**** PROVIDED PASSAGE
What is it that these people do not get? The protests against this conflict are not a defence of Hamas. It is a protest against the killing of innocents, against firing heavy explosives into densely populated residential areas. Oh yes, Britain dare not complain after conceiving Operation Gomorrah. Germany would be a hypocrite after the Blitzkrieg. And what could the United States say after the Manhattan Project? Nations may stumble, but the ordinary man and woman knows that it is wrong. And so this is their cry.
Repeating ad nauseam that Hamas is to blame misses the point entirely. Ms Phillips may claim that ‘Israel has been targeting only the Hamas infrastructure and its terror-masters,’ but she ignores completely the power of the weapons they are using: weapons which are capable of pulverising a dozen houses into a pile of rubble within minutes, which cannot target with the precision she believes they have because their power is just too great.
We the people—not the leaders of our nations—protest because we see with our own eyes children’s lives cut short. Can you justify the death of one child? I can’t.
But in the comments that followed that article, people were indeed doing just that, arguing that it was just an unfortunate consequence of the battle with the terrorists. Thus the respectable readers have themselves become the very people they claim to loathe, no different from another group of people that is indifferent to human life. There are no surgical operations here—in the old European world amputation was the answer to many an ailment when directed infection control was all that was required—for collateral damage is not just tolerated, but justified too.
Some people may defend Hamas, claiming that by their actions they are fighting a resistance against Israeli occupation, but I cannot. The argument is often made that the Palestinians do not have F-16 fighter planes, Apache helicopters, cruise missiles and tanks, and that if they did they would fight a traditional war of army versus army; because the only weapons they have are the meagre resources around them, striking against the military is like David fighting Goliath. I would not necessarily reject that thesis, but still I lack sympathy for the organisation we know as Hamas.
What options do the Palestinians then have to resist occupation, to break the wall and fight the blockade? I’m afraid I do not have an answer. I am not a strategist and I have no skills in international relations, so I cannot provide an educated commentary on the actions of Hamas. I can only return to my very simple interpretation of my faith: to those ideas that the civilian is not to be attacked in war, that we do not destroy their homes or cut their fruit trees down. If our jurists sought to condemn the use of suicide bombing in 1994, why should the passage of 15 years now make it halal?
I may well be mistaken in my simple faith, and of course it is easy to be an idealist as an outside observer with little intimate knowledge of the facts on the ground—and indeed as one who has never had to live all my years under a humiliating occupation—but I would be a liar if at this time of passion and emotion I denied that my gut reaction to the practice of firing hundreds of missiles indiscriminately at civilians in a nation with vastly superior weapons each day was that it not only flies in the face of our Prophetic guidance, but also makes no sense at all. But again I speak as a simpleton, one unversed in strategy.
********
**** MATERIAL PROVIDED
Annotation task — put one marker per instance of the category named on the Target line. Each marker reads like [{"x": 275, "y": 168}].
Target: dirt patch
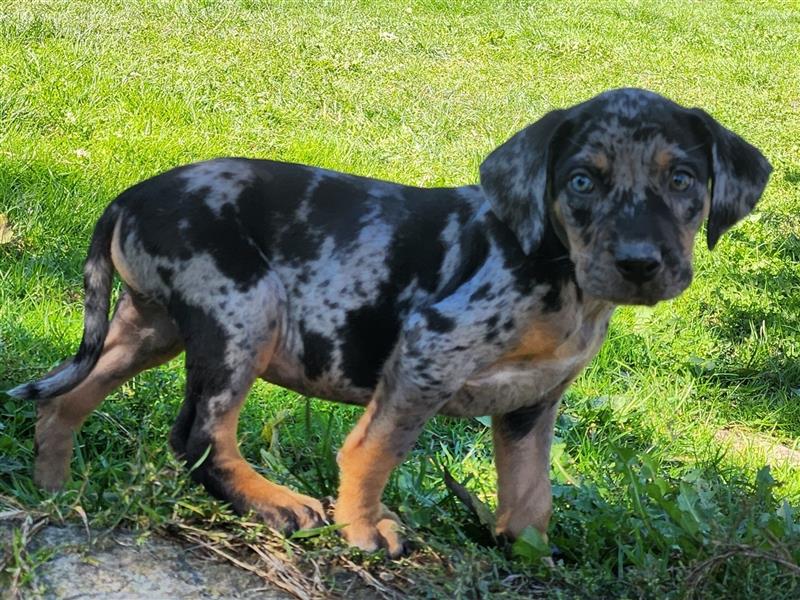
[{"x": 126, "y": 565}]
********
> _WHAT TO DO_
a) In the passage about the protests, in what year did jurists seek to condemn the use of suicide bombing?
b) Repeat the part of the passage about the protests starting with "Repeating ad nauseam" and going on through "just too great.".

> _YOUR RESPONSES_
a) 1994

b)
Repeating ad nauseam that Hamas is to blame misses the point entirely. Ms Phillips may claim that ‘Israel has been targeting only the Hamas infrastructure and its terror-masters,’ but she ignores completely the power of the weapons they are using: weapons which are capable of pulverising a dozen houses into a pile of rubble within minutes, which cannot target with the precision she believes they have because their power is just too great.